◆ **Brief 1**
In the Denis Noble profile, what academic title does Noble hold at Oxford University?
◆ **Brief 2**
Please quote the Denis Noble profile from "If one ever" to "recipe for longevity.".

With an insatiable appetite for learning and discovery, Denis Noble engages deeply with both scientific and artistic endeavors, maintaining a passion for life he sees as key to longevity. He discusses his biggest argument with the Neo-Darwinists, how the Oxford Longevity Project he co-founded encourages people to feel in control of their health and wellbeing, and his strategy for coping with an overload of tasks.

Innovator, scientist, musician, ballroom dancer, and Oxford University Emeritus Professor of Cardiovascular Physiology Denis Noble could be lying back reminiscing about developing the first mathematical model of cardiac cells way back in 1960 when he was in his twenties. Instead, he has just taken up dancing, gives musical performances in an obscure European language he had to learn in order to perform, and is reveling in his role as the champion of human creativity as the chief intellectual antagonist of the so-called Neo-Darwinists. 

Speaking with Denis is about as energizing and stimulating a conversation as one will ever have. The man is simply filled with passion and energy. Here is Denis clearly enjoying eviscerating Richard Dawkins on stage as they debate the question of destiny being gene driven. Hint: it’s not, and, should anyone think otherwise and aspire to take on Denis, I would advise against it. Here is Denis the musician performing with the Oxford Trobadors. Here is Denis’s recently co-founded endeavor the Oxford Longevity Project. His appetite for learning and discovery seems to know no limits. 

If one ever doubted that passion and curiosity are the fuel for a long and highly engaged life, Denis Noble is the counter argument. His days are filled with the widest range of interests and pursuits imaginable, which in itself sounds like a pretty good recipe for longevity.

There’s a lot going on in your world these days.
Absolutely. I’m up to here and a bit beyond too, I tell you. I’ve never been busier in my life. I seem to be enjoying it.

◆ **Stored data**

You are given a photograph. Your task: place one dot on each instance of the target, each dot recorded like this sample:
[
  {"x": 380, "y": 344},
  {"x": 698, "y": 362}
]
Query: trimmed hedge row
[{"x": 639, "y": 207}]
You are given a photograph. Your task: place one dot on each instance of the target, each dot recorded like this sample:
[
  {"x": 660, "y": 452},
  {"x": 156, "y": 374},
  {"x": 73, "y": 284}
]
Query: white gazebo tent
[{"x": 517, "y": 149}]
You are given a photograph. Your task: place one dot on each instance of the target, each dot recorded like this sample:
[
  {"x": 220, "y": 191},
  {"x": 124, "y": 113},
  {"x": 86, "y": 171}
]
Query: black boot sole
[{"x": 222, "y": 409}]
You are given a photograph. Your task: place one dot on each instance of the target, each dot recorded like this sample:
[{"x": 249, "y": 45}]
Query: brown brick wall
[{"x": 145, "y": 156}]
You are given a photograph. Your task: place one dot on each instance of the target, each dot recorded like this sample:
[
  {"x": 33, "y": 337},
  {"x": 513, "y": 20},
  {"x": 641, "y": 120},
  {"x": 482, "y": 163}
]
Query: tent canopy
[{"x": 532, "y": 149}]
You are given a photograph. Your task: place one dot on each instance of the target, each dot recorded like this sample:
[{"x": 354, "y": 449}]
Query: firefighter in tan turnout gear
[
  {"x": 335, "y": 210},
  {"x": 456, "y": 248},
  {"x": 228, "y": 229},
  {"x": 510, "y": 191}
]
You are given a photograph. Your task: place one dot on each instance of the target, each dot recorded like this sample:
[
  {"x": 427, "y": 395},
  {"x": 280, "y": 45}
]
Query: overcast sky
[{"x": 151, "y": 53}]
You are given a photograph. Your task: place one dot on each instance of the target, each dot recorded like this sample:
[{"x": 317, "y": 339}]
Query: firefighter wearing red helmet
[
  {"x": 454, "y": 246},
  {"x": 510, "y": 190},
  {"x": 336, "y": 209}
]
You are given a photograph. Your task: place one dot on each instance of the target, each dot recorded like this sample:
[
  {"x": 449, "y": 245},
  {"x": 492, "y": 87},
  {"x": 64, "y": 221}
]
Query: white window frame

◆ **Exercise answer 1**
Emeritus Professor of Cardiovascular Physiology

◆ **Exercise answer 2**
If one ever doubted that passion and curiosity are the fuel for a long and highly engaged life, Denis Noble is the counter argument. His days are filled with the widest range of interests and pursuits imaginable, which in itself sounds like a pretty good recipe for longevity.